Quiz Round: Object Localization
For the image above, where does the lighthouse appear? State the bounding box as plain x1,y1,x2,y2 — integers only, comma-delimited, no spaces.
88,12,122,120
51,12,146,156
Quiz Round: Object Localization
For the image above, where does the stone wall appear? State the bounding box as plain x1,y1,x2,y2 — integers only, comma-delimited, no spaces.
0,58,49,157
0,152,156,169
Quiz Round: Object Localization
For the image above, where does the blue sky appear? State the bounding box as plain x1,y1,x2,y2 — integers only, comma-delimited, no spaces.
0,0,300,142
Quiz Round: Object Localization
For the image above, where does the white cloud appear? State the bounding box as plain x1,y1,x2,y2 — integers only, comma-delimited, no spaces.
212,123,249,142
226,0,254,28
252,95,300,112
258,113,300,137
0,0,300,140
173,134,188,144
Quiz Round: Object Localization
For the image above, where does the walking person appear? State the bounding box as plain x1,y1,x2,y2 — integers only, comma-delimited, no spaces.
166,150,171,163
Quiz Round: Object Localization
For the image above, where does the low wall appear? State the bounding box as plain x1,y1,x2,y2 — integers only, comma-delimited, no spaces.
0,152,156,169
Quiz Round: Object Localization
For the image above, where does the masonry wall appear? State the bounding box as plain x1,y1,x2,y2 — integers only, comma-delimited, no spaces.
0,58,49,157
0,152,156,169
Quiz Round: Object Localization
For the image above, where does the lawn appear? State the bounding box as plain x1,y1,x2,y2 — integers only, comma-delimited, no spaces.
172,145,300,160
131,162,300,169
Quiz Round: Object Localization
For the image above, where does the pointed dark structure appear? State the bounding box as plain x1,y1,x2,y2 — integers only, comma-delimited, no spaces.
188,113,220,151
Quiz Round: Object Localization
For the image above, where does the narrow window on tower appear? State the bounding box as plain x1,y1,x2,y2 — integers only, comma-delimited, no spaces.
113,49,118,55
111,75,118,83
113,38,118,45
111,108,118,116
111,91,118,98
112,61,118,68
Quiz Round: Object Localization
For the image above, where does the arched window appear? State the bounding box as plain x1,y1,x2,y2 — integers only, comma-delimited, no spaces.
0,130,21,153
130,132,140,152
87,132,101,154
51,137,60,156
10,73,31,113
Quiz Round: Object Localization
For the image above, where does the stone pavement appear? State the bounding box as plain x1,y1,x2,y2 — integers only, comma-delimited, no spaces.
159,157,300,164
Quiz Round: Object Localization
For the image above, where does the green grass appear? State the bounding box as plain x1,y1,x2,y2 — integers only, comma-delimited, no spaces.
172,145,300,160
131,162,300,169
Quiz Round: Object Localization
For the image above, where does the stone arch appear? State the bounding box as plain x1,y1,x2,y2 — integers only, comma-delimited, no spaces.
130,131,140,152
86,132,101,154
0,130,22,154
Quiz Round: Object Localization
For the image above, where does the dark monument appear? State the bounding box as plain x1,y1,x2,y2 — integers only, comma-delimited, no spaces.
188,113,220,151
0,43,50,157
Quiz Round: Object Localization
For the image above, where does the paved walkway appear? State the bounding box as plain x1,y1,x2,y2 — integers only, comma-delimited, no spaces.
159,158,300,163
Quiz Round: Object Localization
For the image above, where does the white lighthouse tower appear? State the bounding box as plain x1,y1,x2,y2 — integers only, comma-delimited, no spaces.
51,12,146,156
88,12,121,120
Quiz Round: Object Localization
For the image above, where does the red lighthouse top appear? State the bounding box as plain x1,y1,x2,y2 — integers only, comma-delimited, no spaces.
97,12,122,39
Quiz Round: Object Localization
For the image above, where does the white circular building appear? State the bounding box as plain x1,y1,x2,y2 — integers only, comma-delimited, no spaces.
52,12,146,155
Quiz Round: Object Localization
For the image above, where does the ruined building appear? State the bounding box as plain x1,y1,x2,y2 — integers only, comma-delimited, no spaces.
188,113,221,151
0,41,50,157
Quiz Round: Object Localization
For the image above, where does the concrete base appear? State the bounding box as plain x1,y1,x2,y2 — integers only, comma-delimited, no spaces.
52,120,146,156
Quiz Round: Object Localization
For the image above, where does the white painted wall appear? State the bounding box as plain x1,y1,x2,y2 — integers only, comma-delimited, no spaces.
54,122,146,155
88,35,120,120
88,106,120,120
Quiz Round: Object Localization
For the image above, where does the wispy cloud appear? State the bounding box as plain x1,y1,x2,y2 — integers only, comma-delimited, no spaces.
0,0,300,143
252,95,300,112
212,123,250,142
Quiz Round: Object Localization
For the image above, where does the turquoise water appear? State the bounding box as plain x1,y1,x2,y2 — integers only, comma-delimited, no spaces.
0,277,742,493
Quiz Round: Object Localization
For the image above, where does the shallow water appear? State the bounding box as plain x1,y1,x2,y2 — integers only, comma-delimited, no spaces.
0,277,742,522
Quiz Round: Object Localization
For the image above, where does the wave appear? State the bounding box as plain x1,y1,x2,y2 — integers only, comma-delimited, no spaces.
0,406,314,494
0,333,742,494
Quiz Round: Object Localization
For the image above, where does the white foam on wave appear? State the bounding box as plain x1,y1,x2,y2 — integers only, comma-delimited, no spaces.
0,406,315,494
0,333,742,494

- _WHAT TO PRODUCE_:
Show every line of the records that contains the word "dark", with case counting.

- _RESPONSE TO THIS TASK_:
For the image above, where does the pointed dark structure appear? State the bounding box as plain x1,y1,x2,y2 — integers only, comma-delimited, no spaces.
For the image above, where does the dark monument appear? State the bounding box as plain x1,y1,x2,y2 — integers only, comma-delimited, no spaces.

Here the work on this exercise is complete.